Task prompt: Translate this sentence from the ceramics conference passage into Spanish: "Gates put the discomfort of race on the table."
** Begin Document passage **
I was in the room when Chicago-based artist Theaster Gates delivered his keynote speech at the National Council on Education for the Ceramic Arts (NCECA) conference in Milwaukee, Wisconsin, in 2014. Among many things, he spoke about his sense of isolation working as a black artist in an otherwise white-dominated creative milieu. He asked people in the audience who self-identified as African American to stand up. When fewer than 40 people in a room of 4000-plus stood up, I was shaken. I recognized that this was a physical expression of a deeply rooted sense of disenfranchisement, on both collective and personal levels. Gates put the discomfort of race on the table. It was a call to action.
I organized a panel of mixed-race ceramic sculpture artists whose work speaks to issues of race and identity titled “Paradox: Identity & Belonging” for NCECA’s 50th anniversary conference in Kansas City, Missouri, last spring. Fellow Canadian, Brendan Tang, as well as Americans Jennifer Datchuk and Nathan Murray joined me on stage. Their words cut deeply into the personal journeys of many in the audience who stayed and shared with us for over an hour after the panel discussion, a conversation that moved onto a gathering of more than 20 at a local eatery. The synergies, revelations, and resonances were powerful, walls came tumbling down, and for a moment in time there was a collective sense of empowerment, a feeling that we’re all in this together, sifting through the paradox of mixed race.
** End Document passage **
** Begin Data records **
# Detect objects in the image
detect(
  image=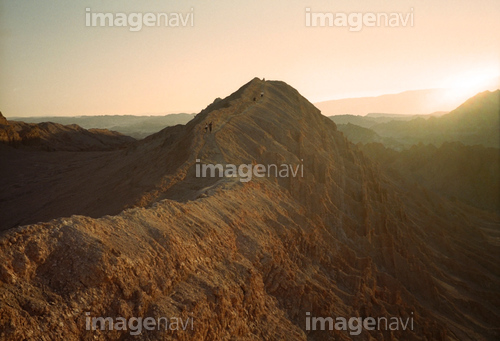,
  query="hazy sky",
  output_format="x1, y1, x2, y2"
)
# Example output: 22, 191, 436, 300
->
0, 0, 500, 117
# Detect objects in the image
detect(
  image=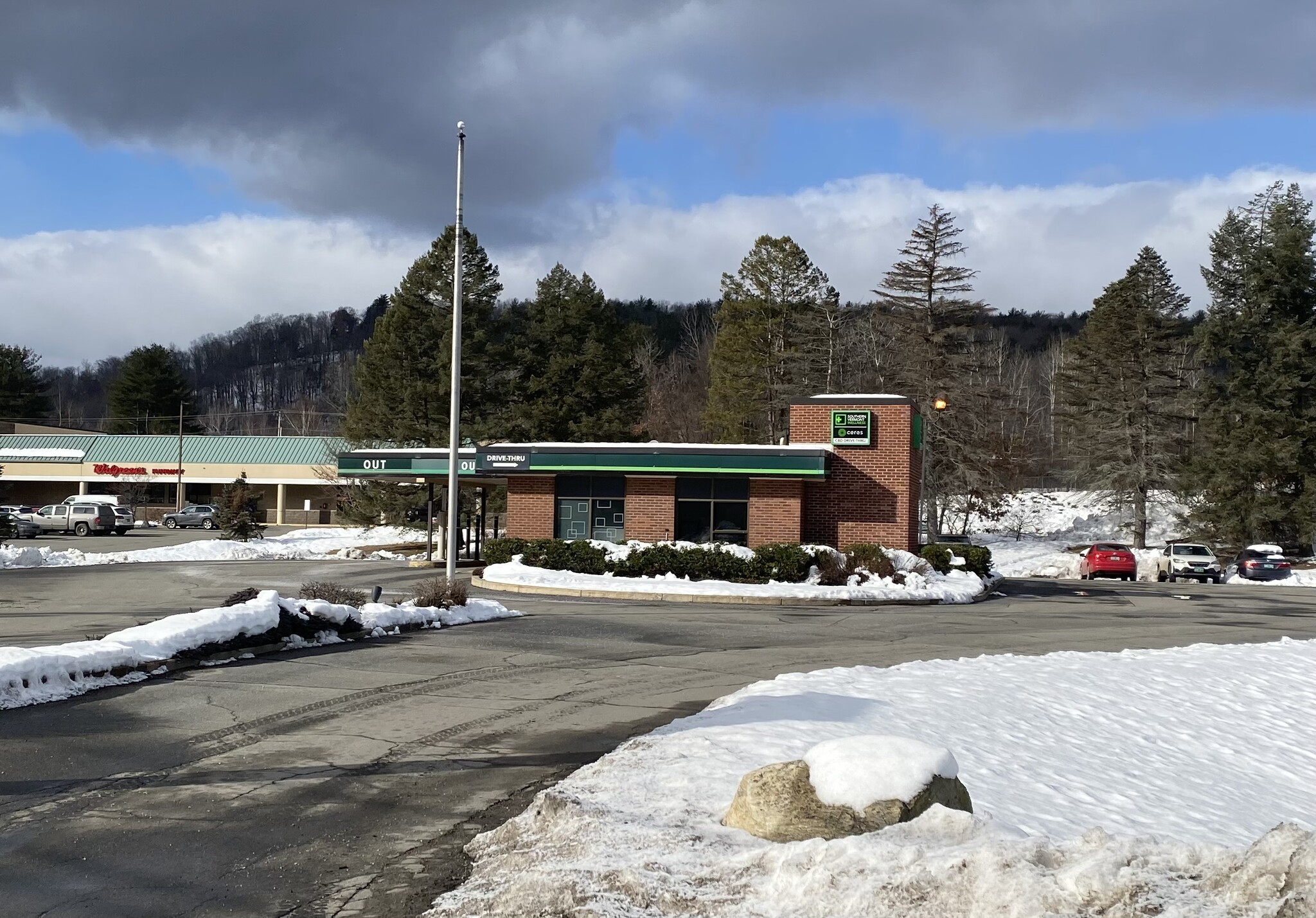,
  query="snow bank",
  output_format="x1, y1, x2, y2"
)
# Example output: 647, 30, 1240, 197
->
0, 526, 425, 569
483, 556, 984, 603
432, 639, 1316, 918
0, 589, 522, 711
804, 735, 959, 813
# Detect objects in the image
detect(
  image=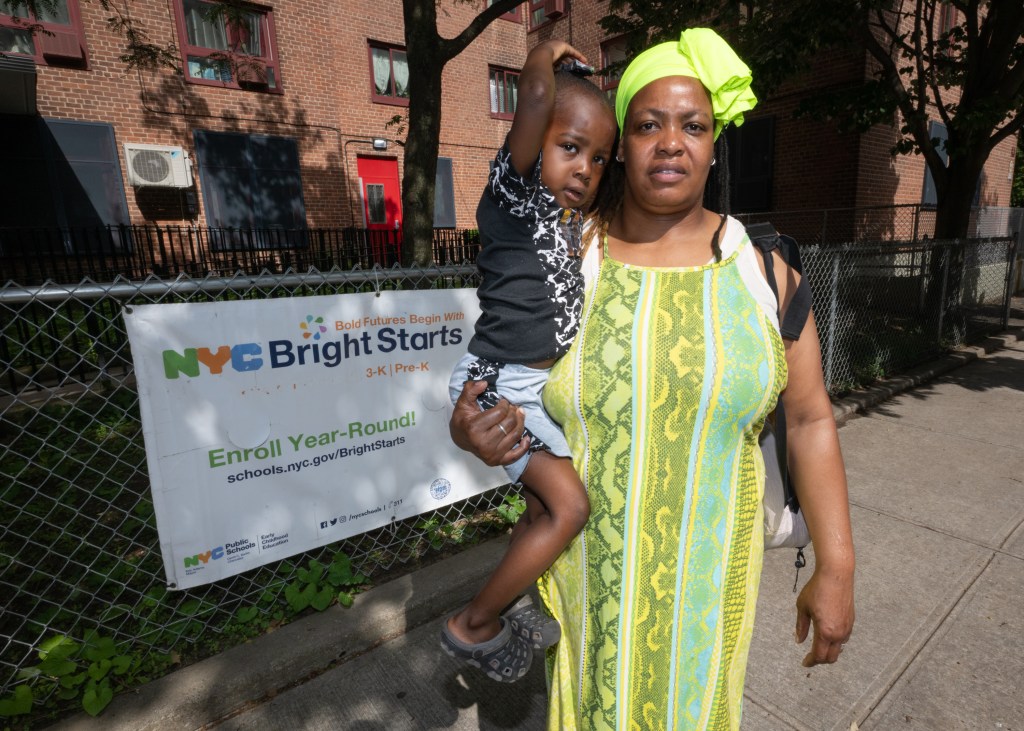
** End Data records **
Solution for this task: Gates puso sobre la mesa la incomodidad de la raza.